(Labeled-object pointing entries)
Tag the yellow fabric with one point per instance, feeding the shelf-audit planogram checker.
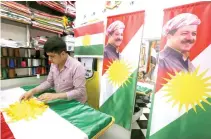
(93, 90)
(26, 110)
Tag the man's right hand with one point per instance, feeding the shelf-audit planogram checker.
(26, 95)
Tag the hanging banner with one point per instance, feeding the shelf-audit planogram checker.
(182, 102)
(89, 40)
(120, 66)
(92, 81)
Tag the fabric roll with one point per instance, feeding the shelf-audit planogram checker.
(35, 62)
(4, 74)
(11, 63)
(23, 63)
(29, 62)
(4, 51)
(17, 52)
(11, 73)
(11, 52)
(3, 62)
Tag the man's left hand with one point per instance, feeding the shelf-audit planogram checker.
(47, 97)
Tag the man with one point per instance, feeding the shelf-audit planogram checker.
(115, 37)
(66, 75)
(181, 32)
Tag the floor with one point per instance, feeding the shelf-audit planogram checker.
(139, 128)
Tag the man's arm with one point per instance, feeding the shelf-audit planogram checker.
(46, 84)
(79, 82)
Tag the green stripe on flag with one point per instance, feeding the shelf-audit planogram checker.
(87, 119)
(121, 104)
(190, 125)
(89, 50)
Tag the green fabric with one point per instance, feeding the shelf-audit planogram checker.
(89, 50)
(121, 104)
(190, 125)
(89, 120)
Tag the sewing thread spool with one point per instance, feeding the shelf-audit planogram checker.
(17, 52)
(11, 73)
(11, 52)
(4, 51)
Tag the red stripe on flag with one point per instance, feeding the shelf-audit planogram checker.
(89, 29)
(6, 133)
(203, 11)
(133, 22)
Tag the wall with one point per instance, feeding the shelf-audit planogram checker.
(18, 32)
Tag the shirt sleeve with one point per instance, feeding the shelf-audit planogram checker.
(48, 83)
(79, 83)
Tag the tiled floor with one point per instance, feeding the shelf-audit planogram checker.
(139, 128)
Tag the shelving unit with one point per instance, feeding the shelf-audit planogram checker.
(19, 30)
(10, 70)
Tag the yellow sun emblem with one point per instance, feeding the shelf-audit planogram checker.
(188, 89)
(119, 72)
(27, 110)
(86, 40)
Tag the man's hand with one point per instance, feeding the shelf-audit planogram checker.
(26, 95)
(48, 97)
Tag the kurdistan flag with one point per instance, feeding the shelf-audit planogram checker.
(89, 40)
(118, 81)
(62, 119)
(182, 106)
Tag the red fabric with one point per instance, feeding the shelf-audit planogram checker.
(133, 22)
(203, 11)
(6, 133)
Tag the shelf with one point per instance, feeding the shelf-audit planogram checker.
(21, 57)
(34, 48)
(23, 67)
(24, 76)
(16, 20)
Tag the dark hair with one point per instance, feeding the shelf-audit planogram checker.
(172, 32)
(55, 45)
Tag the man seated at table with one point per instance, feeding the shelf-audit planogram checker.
(67, 75)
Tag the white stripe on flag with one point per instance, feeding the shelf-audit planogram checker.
(163, 113)
(132, 51)
(94, 39)
(49, 125)
(129, 55)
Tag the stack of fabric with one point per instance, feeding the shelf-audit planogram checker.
(39, 41)
(66, 7)
(47, 22)
(15, 11)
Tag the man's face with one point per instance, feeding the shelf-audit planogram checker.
(117, 37)
(55, 58)
(184, 38)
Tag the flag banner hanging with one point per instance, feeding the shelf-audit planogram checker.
(55, 119)
(89, 40)
(181, 107)
(120, 66)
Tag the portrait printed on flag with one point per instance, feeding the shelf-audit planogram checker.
(182, 95)
(115, 37)
(181, 35)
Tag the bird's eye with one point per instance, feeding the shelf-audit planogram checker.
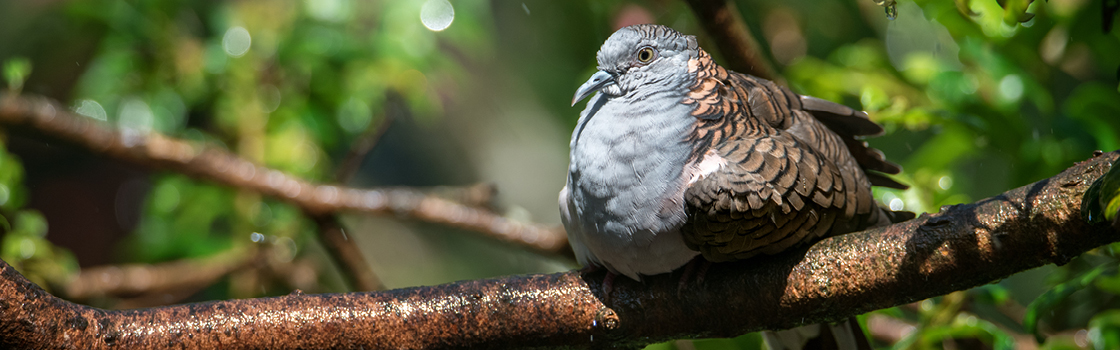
(645, 55)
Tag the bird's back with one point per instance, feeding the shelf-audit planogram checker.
(794, 168)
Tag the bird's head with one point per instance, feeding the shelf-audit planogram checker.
(637, 56)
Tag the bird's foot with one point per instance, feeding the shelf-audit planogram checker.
(608, 281)
(608, 285)
(697, 267)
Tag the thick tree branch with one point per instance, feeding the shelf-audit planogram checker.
(131, 279)
(722, 22)
(959, 248)
(223, 167)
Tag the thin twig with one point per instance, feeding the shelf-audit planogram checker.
(221, 166)
(346, 254)
(724, 24)
(370, 138)
(962, 247)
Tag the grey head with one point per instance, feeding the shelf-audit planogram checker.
(623, 205)
(638, 56)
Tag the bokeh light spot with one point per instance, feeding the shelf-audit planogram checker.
(437, 15)
(896, 204)
(236, 42)
(92, 109)
(945, 182)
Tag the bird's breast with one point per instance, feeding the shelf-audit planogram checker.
(630, 166)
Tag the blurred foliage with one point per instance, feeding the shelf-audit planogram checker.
(977, 97)
(1102, 200)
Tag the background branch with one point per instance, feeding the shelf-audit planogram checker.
(959, 248)
(726, 27)
(223, 167)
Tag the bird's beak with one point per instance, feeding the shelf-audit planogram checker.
(598, 81)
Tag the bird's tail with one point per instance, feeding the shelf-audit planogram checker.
(846, 334)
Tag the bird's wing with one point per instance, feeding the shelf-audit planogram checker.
(786, 175)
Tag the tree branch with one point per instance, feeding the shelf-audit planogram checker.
(722, 22)
(223, 167)
(959, 248)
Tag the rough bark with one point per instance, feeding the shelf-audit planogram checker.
(726, 27)
(961, 247)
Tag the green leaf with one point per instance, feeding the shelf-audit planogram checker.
(1046, 302)
(16, 72)
(1101, 203)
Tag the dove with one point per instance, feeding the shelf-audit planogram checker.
(675, 158)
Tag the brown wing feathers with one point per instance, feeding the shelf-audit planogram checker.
(794, 172)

__SET PROBLEM__
Transcribe the whole listing exactly. Pictures stay out of your copy.

__REPLY__
Tag the yellow fabric with one point per instance, feeding the shelf-audit planogram checker.
(93, 90)
(26, 110)
Tag the man's right hand with one point per instance, feeding the shelf-audit planogram checker.
(26, 95)
Tag the hanging banner with one point per instance, feeding the shelf-audit planogram checker.
(182, 102)
(89, 40)
(120, 66)
(92, 81)
Tag the fabric roll with one point per instance, feeding the shelf-audit planogram checker.
(35, 62)
(4, 74)
(11, 63)
(23, 63)
(29, 62)
(4, 51)
(17, 52)
(11, 73)
(11, 52)
(3, 62)
Tag the man's left hand with one point per instance, feeding the shelf-audit planogram checker.
(47, 97)
Tag the man with one point per instance, feeding the shelf-audit planogram checker.
(115, 37)
(66, 75)
(181, 32)
Tag the floor with one point per instance, feeding the shelf-audit planogram checker.
(139, 128)
Tag the man's arm with one point per instance, feeding the shelf-audit planogram checker.
(46, 84)
(79, 82)
Tag the green stripe on flag with one point per instance, feeding the shelf-audit planogram checker.
(87, 119)
(121, 104)
(190, 125)
(89, 50)
Tag the green fabric with one point per instance, feeding the shelf-audit planogram checker.
(89, 50)
(121, 104)
(190, 125)
(89, 120)
Tag the sewing thread spool with one point per instance, feeding the shelf-audit planogram checker.
(17, 52)
(11, 73)
(11, 52)
(4, 51)
Tag the red stripe on flag with one point per instance, feeding the shelf-audit planogram checker.
(89, 29)
(6, 133)
(203, 11)
(133, 22)
Tag the wall with one point per instance, feeding the shelf-audit planogram checker.
(18, 32)
Tag the shirt sleeve with one point per instance, feeding the shelf-audit planogram checker.
(48, 83)
(79, 83)
Tag the tiled floor with one point per instance, feeding the shelf-audit planogram checker.
(139, 128)
Tag the shelving unit with one point per instance, feeding the shelf-audit planogram checker.
(19, 30)
(10, 70)
Tag the yellow sun emblem with one point per instance, feeding the shelf-audit planogram checker.
(188, 89)
(119, 72)
(27, 110)
(86, 40)
Tag the man's hand with one point per instance, feeding the shelf-audit planogram checker.
(26, 95)
(48, 97)
Tag the kurdistan flag with one point per instance, feeding the shelf-audit planogram checker.
(89, 40)
(118, 81)
(62, 119)
(182, 106)
Tag the red fabric with one point per instance, feeding the shelf-audit planogram checker.
(133, 22)
(203, 11)
(6, 133)
Tag the shelf with one point per instance, feeding the shelf-audit planogram checker.
(21, 57)
(34, 48)
(23, 67)
(24, 76)
(16, 20)
Tag the dark hair with one point per instance, feeding the shelf-audit planogram checker.
(172, 32)
(55, 45)
Tag the man seated at table with one point per instance, feeding the shelf-audit planogram checker.
(67, 75)
Tag the white stripe on flag with one point per instance, feeding the shelf-audit planogram checker.
(163, 113)
(132, 51)
(94, 39)
(49, 125)
(129, 55)
Tag the stack of fabric with one point per instance, feeding the shelf-audit planogram checker.
(39, 41)
(66, 7)
(47, 22)
(15, 11)
Tag the man's face with one point per instance, feeding the shelf-audit planogram checker.
(117, 37)
(55, 58)
(184, 38)
Tag the flag banner hanging with one point per instance, feeding the shelf-audit planogram checker.
(55, 119)
(89, 40)
(181, 107)
(120, 66)
Tag the portrait printed on flag with one point per instance, feeding the shelf-audit planogram checker.
(182, 95)
(115, 37)
(181, 35)
Tag the bird's eye with one point per instance, feeding the shelf-audit planogram checker.
(645, 55)
Tag the bird's back with one point per instance, feeding the shelf-audit planogram checker.
(794, 168)
Tag the bird's head with one point per instance, feeding the shelf-audit planogram checker.
(637, 56)
Tag the bird's foot with one point per instance, feeding the shelf-audit planogram checker.
(608, 281)
(608, 285)
(697, 267)
Tag the thick tree branch with one point per instance, feeding the shelf-audit planogram checker.
(131, 279)
(722, 22)
(959, 248)
(223, 167)
Tag the thin twig with one point per instance, feeding the shelf-audit planogram checker.
(221, 166)
(346, 254)
(724, 24)
(370, 138)
(962, 247)
Tag the grey head with one point per instance, feeding the shelf-audit planogram checker.
(623, 205)
(638, 56)
Tag the bokeh light spot with one point per instance, feeding the shelf-audit planogram checker.
(437, 15)
(896, 204)
(236, 42)
(92, 109)
(945, 182)
Tag the bird's breast with one point per instance, feeding the shelf-audit planogram checker.
(630, 166)
Tag the blurred foliage with one point per instance, feeding the shelf-audit planogram checker.
(977, 97)
(1102, 200)
Tag the background branch with one point per instance, feeding the shelf-audit planogram checker.
(959, 248)
(726, 27)
(223, 167)
Tag the bird's beak with one point per instance, feeding the shelf-audit planogram checker.
(598, 81)
Tag the bird's tail with one point per instance, feeding the shelf-audit planogram checker.
(846, 334)
Tag the bird's wing with one point per instance, feeding the shelf-audit planogram checker.
(786, 175)
Tag the tree branch with one point per instance, feeding the shelf-audit planogram checker.
(722, 22)
(223, 167)
(959, 248)
Tag the rough bark with one point per instance, feeding the shelf-audit planogram checker.
(726, 27)
(961, 247)
Tag the green leaf with one point per instance, feeding the shelf-audit planogram checker.
(1046, 302)
(16, 72)
(1101, 203)
Tag the dove with one point per instance, feeding the shelf-audit planogram checker.
(675, 158)
Tag the brown wing feathers with one point per instance, feeding the shelf-audit planogram checker.
(794, 172)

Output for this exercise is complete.